▶ [What to produce]:
Reproduce the full text on the ranking of Indian universities word for word.

▶ [Extract provided]:
==========

Tuesday, 27 September 2011

RANKING OF INDIAN UNIVERSITIES

An extensive, high-quality network of universities is an essential building block for any country that aspires to be an economic power- house. For India, which fashions itself as a knowledge economy, such a network is even more critical. On evidence, the country is still short of a world-class universities system. One way to improve is to compete.

Unlike firms, whose performance can be assessed by looking at quantitative variables like revenue and profit, measuring relative success of educational institutions is much harder. The India Today-Nielsen ranking of India's top universities, now in its second edition, is an attempt to assess the relative standards of post-graduate educational institutions.

As in all such rankings, there is an element of subjectivity involved, which will leave some happier than others. The top five universities from 2010 continue to be the top five in 2011, with one change: Delhi University, number 3 last year, moves into the top slot, exchanging ranks with Banaras Hindu University. Jawaharlal Nehru University, University of Calcutta and University of Madras remain number 2, 4 and 5 respectively.


The next five positions from 5 to 10 have witnessed change largely because University of Mumbai, Indian Institute of Science, Bangalore, and Jadavpur University, ranked 6, 8 and 9 respectively last year did not participate in the survey this year because of constraints which prevented them from submitting factual data requirements in time for the publication deadline. We hope to have them participating next year. The University of Hyderabad and Osmania University, ranked 7 and 10 last year, move up to numbers 6 and 7.

==========

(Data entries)
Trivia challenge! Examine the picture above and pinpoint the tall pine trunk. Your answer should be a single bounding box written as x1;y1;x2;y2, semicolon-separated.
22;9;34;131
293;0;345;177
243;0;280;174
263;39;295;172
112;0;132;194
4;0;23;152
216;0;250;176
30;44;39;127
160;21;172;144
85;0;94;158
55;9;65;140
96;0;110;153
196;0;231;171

==========

▶ [Response to this exercise]:
Tuesday, 27 September 2011

RANKING OF INDIAN UNIVERSITIES

An extensive, high-quality network of universities is an essential building block for any country that aspires to be an economic power- house. For India, which fashions itself as a knowledge economy, such a network is even more critical. On evidence, the country is still short of a world-class universities system. One way to improve is to compete.

Unlike firms, whose performance can be assessed by looking at quantitative variables like revenue and profit, measuring relative success of educational institutions is much harder. The India Today-Nielsen ranking of India's top universities, now in its second edition, is an attempt to assess the relative standards of post-graduate educational institutions.

As in all such rankings, there is an element of subjectivity involved, which will leave some happier than others. The top five universities from 2010 continue to be the top five in 2011, with one change: Delhi University, number 3 last year, moves into the top slot, exchanging ranks with Banaras Hindu University. Jawaharlal Nehru University, University of Calcutta and University of Madras remain number 2, 4 and 5 respectively.


The next five positions from 5 to 10 have witnessed change largely because University of Mumbai, Indian Institute of Science, Bangalore, and Jadavpur University, ranked 6, 8 and 9 respectively last year did not participate in the survey this year because of constraints which prevented them from submitting factual data requirements in time for the publication deadline. We hope to have them participating next year. The University of Hyderabad and Osmania University, ranked 7 and 10 last year, move up to numbers 6 and 7.